**WORK INSTRUCTIONS:** Lay out the lines below, from the line with "the cat's right" up to and including the line with "x=115, y=425", as a JSON list of strings with one string per line. Leave out any blank lines.

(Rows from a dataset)
--- --- ---

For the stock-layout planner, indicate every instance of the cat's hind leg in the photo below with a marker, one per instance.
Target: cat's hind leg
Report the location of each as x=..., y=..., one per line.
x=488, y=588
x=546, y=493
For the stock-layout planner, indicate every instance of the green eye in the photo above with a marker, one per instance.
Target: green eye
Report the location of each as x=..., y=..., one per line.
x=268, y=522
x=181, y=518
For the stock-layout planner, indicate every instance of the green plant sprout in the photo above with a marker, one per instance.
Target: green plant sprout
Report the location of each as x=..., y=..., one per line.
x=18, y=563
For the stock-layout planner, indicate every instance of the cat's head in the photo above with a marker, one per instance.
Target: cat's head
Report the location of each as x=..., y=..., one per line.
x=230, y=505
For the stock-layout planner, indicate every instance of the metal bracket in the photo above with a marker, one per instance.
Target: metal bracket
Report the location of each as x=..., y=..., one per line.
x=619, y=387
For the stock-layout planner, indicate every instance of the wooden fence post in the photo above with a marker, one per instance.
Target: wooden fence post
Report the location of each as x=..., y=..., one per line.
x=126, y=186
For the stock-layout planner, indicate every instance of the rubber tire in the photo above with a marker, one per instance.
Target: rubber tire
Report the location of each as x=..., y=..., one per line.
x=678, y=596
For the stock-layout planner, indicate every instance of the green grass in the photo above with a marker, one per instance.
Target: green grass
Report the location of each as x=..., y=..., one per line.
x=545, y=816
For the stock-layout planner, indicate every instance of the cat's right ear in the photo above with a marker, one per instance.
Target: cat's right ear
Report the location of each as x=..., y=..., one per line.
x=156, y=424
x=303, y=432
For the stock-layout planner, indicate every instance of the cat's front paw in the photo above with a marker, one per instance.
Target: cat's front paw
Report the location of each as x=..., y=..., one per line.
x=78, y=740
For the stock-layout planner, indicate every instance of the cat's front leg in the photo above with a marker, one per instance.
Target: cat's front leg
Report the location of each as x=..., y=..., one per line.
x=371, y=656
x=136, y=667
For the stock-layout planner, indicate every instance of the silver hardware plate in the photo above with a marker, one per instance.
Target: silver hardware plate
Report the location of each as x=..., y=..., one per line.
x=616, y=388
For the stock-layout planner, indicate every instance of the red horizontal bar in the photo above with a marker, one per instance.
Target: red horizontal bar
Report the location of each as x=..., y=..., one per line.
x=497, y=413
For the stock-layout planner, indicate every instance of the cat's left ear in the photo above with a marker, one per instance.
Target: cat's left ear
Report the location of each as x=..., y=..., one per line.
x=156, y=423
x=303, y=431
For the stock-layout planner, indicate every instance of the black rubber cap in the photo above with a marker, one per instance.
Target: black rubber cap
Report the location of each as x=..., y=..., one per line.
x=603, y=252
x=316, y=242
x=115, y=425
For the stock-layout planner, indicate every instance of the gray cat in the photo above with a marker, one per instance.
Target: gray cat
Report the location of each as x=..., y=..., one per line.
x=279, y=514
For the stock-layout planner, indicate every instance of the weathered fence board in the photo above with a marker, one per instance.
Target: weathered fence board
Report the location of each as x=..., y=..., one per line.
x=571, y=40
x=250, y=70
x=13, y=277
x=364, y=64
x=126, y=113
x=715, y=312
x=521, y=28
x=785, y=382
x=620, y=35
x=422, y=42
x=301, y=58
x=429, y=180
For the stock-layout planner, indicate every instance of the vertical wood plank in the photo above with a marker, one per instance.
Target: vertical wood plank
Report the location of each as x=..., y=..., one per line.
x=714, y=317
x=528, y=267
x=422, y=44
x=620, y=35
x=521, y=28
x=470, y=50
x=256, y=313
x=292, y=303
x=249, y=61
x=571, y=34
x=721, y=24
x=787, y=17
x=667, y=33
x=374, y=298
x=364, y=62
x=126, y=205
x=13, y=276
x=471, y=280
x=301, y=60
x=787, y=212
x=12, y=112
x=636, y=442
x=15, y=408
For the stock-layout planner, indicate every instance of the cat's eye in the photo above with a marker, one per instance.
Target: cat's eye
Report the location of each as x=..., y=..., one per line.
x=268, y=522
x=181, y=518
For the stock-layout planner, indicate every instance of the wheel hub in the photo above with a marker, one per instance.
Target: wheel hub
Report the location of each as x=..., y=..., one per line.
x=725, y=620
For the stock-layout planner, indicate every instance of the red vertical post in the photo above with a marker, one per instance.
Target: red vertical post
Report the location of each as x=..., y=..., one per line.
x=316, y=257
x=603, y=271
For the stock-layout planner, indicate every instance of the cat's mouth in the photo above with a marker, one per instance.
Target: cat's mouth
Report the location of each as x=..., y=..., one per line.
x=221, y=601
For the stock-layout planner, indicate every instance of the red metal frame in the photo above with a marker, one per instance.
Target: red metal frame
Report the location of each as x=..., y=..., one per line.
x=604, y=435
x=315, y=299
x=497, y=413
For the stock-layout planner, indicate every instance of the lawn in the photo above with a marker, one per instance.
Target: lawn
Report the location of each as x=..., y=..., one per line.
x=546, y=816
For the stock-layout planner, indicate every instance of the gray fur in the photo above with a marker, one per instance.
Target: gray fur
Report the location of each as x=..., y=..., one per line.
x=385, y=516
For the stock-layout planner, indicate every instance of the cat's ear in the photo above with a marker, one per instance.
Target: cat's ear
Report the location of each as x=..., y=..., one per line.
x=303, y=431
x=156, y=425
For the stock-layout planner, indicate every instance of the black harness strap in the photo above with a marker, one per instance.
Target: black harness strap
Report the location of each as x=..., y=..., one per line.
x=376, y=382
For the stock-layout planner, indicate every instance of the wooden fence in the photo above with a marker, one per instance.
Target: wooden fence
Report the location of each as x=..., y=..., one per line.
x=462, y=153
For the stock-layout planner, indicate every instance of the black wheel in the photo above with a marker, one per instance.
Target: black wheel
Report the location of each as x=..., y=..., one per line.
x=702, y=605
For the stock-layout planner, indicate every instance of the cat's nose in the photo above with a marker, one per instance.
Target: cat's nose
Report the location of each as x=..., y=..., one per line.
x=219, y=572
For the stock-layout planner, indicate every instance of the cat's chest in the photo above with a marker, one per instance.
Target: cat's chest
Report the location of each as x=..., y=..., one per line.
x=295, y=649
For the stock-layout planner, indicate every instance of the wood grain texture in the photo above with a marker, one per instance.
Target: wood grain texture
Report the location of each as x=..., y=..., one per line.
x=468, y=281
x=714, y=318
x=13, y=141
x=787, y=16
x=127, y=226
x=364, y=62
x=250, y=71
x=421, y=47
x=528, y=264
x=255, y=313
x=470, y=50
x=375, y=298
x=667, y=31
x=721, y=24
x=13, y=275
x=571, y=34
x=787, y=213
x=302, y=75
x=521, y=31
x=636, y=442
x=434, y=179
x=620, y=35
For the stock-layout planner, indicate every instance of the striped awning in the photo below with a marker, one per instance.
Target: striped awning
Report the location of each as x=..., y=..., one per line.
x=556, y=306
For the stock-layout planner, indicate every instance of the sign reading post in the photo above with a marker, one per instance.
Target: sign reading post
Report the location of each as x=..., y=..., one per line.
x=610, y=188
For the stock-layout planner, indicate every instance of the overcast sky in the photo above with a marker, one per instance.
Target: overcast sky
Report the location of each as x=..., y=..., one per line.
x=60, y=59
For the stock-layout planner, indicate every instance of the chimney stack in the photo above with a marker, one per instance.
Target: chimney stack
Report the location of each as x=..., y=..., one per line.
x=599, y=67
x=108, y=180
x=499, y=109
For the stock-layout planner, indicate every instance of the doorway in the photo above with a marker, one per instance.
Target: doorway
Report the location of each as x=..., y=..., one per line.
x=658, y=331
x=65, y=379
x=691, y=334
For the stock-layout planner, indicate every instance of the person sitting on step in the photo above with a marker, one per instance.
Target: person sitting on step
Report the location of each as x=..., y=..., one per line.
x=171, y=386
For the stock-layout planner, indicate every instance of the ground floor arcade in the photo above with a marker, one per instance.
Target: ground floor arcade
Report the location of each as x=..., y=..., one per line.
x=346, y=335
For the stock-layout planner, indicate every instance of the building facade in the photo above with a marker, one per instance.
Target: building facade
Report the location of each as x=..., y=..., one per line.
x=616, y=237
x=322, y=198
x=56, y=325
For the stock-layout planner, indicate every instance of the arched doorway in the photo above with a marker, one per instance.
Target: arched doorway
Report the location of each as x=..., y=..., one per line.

--- --- ---

**RESULT:**
[
  "For the stock-layout planner, indicate every instance of the cat's right ear in the photo above with a marker, one per instance.",
  "Target: cat's right ear",
  "Report the location of each as x=..., y=..., one per line.",
  "x=156, y=424",
  "x=303, y=432",
  "For the stock-layout planner, indicate every instance of the cat's front paw in the photo above with a marker, one per instance.",
  "Target: cat's front paw",
  "Report the location of each as x=..., y=..., one per line.",
  "x=78, y=740",
  "For the stock-layout planner, indicate every instance of the cat's front leg in the photo above with a marker, one per instance.",
  "Target: cat's front leg",
  "Report the location of each as x=..., y=..., one per line.",
  "x=371, y=656",
  "x=136, y=667",
  "For the stock-layout planner, indicate every instance of the silver hardware plate in the photo above with a marker, one per instance.",
  "Target: silver hardware plate",
  "Report the location of each as x=..., y=..., one per line.",
  "x=616, y=388",
  "For the stock-layout planner, indicate every instance of the red horizontal bar in the photo above with a marker, one per instance.",
  "Target: red horizontal bar",
  "Report the location of each as x=..., y=..., one per line.",
  "x=497, y=413",
  "For the stock-layout planner, indicate every instance of the cat's left ear in the photo above with a marker, one per instance.",
  "Target: cat's left ear",
  "Report the location of each as x=..., y=..., one per line.",
  "x=156, y=423",
  "x=303, y=431",
  "For the stock-layout planner, indicate every instance of the black rubber cap in the photo above with a marker, one per instance.",
  "Target: black rubber cap",
  "Report the location of each as x=..., y=..., one per line.",
  "x=603, y=252",
  "x=316, y=242",
  "x=115, y=425"
]